*** GIVEN INFORMATION

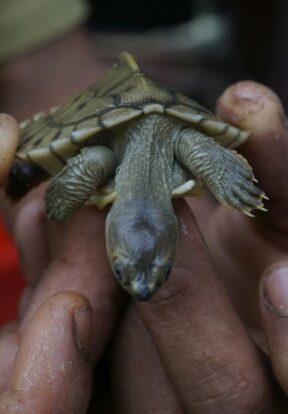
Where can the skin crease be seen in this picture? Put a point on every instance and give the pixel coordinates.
(190, 344)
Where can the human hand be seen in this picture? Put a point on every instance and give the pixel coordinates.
(66, 315)
(190, 349)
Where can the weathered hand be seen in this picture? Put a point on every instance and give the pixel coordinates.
(194, 352)
(66, 313)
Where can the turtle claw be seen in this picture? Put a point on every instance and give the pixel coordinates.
(247, 213)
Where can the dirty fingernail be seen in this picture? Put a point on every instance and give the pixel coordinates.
(275, 290)
(82, 331)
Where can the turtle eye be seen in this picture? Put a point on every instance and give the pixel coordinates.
(168, 271)
(118, 272)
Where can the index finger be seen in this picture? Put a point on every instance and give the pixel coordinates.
(9, 138)
(203, 345)
(254, 107)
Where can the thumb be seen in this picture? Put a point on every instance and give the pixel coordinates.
(51, 371)
(9, 137)
(274, 309)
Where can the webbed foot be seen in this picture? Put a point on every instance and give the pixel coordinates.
(226, 173)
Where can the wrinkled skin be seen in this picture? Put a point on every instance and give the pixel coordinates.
(190, 343)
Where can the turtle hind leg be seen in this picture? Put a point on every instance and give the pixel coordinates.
(73, 186)
(23, 177)
(227, 174)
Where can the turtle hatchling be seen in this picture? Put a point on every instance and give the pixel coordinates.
(128, 141)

******

All of the records above should be written out exactly, with the pictures left out.

Where can the skin crease be seen in this picture? Put a point on every instance and give the pixel coordinates.
(190, 344)
Where can the human hand be seen in this picture? Put a point on every instance and give the pixel coordinates.
(66, 315)
(190, 349)
Where can the weathered hand be seen in this picture? Put a point on every instance and give the pixel coordinates.
(194, 352)
(66, 313)
Where can the turtle claw be seen in this picture? Put a point on every instance and give the pixel coordinates.
(247, 213)
Where can the dirty fingernail be seen in this picture? Put a point on every instance and give the pixel coordinates.
(275, 290)
(82, 331)
Where can the turtle eye be seen in this picture? Put a point on every instance and give the pixel coordinates.
(168, 271)
(118, 272)
Where can the index finger be seen in this picture? Put a point on every instance and give the pixel coordinates.
(9, 138)
(203, 345)
(254, 107)
Where can the thumb be seen in this picture? Put a point on every instance and give the pixel coordinates.
(51, 371)
(9, 137)
(274, 309)
Where can the webbed foot be seen in this picture? Put a point on every instance and give the pixel coordinates.
(226, 173)
Where can the wrinkled skin be seen in this picture? Put a point on every instance and give the pixel coordinates.
(190, 343)
Where can the turtle hind leg be seen in this picture? Put a point on every instance and give the pixel coordinates.
(73, 186)
(23, 177)
(227, 174)
Where can the turtle hatchling be seen in this picture? Put a point on every instance and give the pixel coordinates.
(128, 141)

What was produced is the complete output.